• **Text**:
-------
The amount of salary deferrals you can contribute to retirement plans is your individual limit each calendar year no matter how many plans you're in. This limit must be aggregated for these plan types:
- SIMPLE plans (SIMPLE IRA and SIMPLE 401(k) plans)
If you’re in a 457(b) plan, you have a separate limit that includes both employee and employer contributions.
Make sure you don’t exceed your individual limit. If you do and the excess isn’t returned by April 15 of the next year, you could be subject to double taxation:
- once in the year you deferred your salary, and
- again when you receive a distribution.
Elective deferral limit
The amount you can defer (including pre-tax and Roth contributions) to all your plans (not including 457(b) plans) is $19,000 in 2019 ($18,500 in 2018). Although a plan's terms may place lower limits on contributions, the total amount allowed under the tax law doesn’t depend on how many plans you belong to or who sponsors those plans.
You’re 40 years old and defer $2,500 in pre-tax and designated Roth contributions to your company’s 401(k) plan in 2018. You terminate employment and go to work for an unrelated employer and participate in your new employer’s 401(k) plan immediately. The maximum you may defer to your new employer’s plan in 2018 is $16,000 (your $18,500 individual limit - $2,500 that you’ve already deferred to your former employer’s 401(k)). The amount you can defer to both plans can’t exceed your individual limit for that year.
Age 50 catch-ups
If you are age 50 or older by the end of the year, your individual limit is increased by $6,000 in 2015 - 2019 (the catch-up contribution amount). This means your individual limit increases from $19,000 to $25,000 in 2019 ($18,500 to $24,500 in 2018) even if neither plan allows age-50 catch-up contributions (IRC Section 414(v) and Treas. Regs. 1.402(g)-2).
You’re 50 years old and participate in both a 401(k) and a 403(b) plan. Both plans permit the maximum contributions for 2018, $18,500; but the 403(b) doesn’t allow age-50 catch-ups. You can still contribute a total of $24,500 in pre-tax and designated Roth contributions to both plans. Your contributions can’t exceed either:
- your individual limit plus the amount of age-50 catch-up contributions, or
- the maximum contribution in 2018 for that plan type (for example, you couldn’t contribute the entire $24,500 to the 403(b) plan because that 403(b) plan only allows a maximum contribution of $18,500 in 2018).
Deferrals limited by compensation
Although plans may set lower deferral limits, the most you can contribute to a plan under tax law rules is the lesser of:
- the allowed amount for that plan type for the year, or
- 100% of your eligible compensation defined by plan terms (includible compensation for 403(b) and 457(b) plans).
If you’re self-employed, generally your compensation is your net earnings from self-employment (see Calculating Your Own Retirement Plan Contribution and Deduction).
You are 52 years old and participate in a 401(k) plan with Company #1 and a SIMPLE IRA plan with an unrelated employer Company #2. You receive $10,000 in compensation in 2018 from Company #1 and another $10,000 from Company #2. You can’t defer more than $10,000 to either plan (for example, $12,000 to the 401(k) plan and $8,000 to the SIMPLE IRA plan) because your deferrals to each employer’s plan can’t exceed 100% of your compensation from that employer.
-------
• **Given task 1**:
Answer these from the text on retirement plan contribution limits:
(a) By what date must an excess deferral be returned to avoid possible double taxation?
(b) By how much is the individual limit raised in 2015 through 2019 for someone age 50 or older by year's end?
(c) In the case of the 40-year-old who changes employers, what is the most that person may defer to the new employer's plan in 2018?
• **Given task 2**:
Set down the listing line for line, from its first line through the line containing "[(34, 68), (30, 108), (62, 77)]", with both of those lines included.

• **Exercise input**:
-------
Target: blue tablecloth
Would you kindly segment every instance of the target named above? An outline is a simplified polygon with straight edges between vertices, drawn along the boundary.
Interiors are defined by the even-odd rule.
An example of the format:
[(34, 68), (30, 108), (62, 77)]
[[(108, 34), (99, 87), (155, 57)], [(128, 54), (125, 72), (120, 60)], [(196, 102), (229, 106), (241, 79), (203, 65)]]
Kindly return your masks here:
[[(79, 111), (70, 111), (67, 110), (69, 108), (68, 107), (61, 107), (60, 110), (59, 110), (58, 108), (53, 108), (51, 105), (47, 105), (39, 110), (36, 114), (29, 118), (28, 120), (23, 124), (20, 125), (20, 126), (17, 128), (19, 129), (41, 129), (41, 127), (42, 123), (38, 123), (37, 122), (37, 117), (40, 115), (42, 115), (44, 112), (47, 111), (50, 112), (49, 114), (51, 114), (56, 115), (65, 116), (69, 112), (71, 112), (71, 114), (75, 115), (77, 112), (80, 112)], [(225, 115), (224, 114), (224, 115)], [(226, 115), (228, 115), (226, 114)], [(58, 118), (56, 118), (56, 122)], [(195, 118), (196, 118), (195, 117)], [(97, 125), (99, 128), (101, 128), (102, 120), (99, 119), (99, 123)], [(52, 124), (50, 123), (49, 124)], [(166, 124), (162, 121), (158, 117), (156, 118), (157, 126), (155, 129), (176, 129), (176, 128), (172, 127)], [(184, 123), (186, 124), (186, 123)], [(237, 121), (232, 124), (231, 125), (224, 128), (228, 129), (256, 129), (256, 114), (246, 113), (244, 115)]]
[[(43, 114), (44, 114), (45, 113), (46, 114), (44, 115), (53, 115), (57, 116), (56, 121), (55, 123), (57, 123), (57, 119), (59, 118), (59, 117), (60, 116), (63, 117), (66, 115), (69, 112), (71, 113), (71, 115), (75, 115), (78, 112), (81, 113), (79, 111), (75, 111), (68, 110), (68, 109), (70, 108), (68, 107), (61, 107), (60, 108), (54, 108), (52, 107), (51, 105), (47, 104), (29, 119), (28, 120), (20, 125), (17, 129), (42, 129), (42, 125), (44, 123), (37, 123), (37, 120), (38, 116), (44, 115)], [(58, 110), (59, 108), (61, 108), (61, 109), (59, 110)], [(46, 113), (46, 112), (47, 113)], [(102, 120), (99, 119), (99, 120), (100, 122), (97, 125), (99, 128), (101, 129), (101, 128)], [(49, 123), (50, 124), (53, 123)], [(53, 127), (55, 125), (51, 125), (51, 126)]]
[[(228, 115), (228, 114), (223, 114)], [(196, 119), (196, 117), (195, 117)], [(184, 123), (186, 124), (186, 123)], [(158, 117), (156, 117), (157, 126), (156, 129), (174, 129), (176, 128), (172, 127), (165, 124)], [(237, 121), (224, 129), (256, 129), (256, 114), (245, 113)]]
-------
• **Written solution 1**:
(a) April 15 of the next year
(b) $6,000
(c) $16,000

• **Written solution 2**:
Target: blue tablecloth
Would you kindly segment every instance of the target named above? An outline is a simplified polygon with straight edges between vertices, drawn along the boundary.
Interiors are defined by the even-odd rule.
An example of the format:
[(34, 68), (30, 108), (62, 77)]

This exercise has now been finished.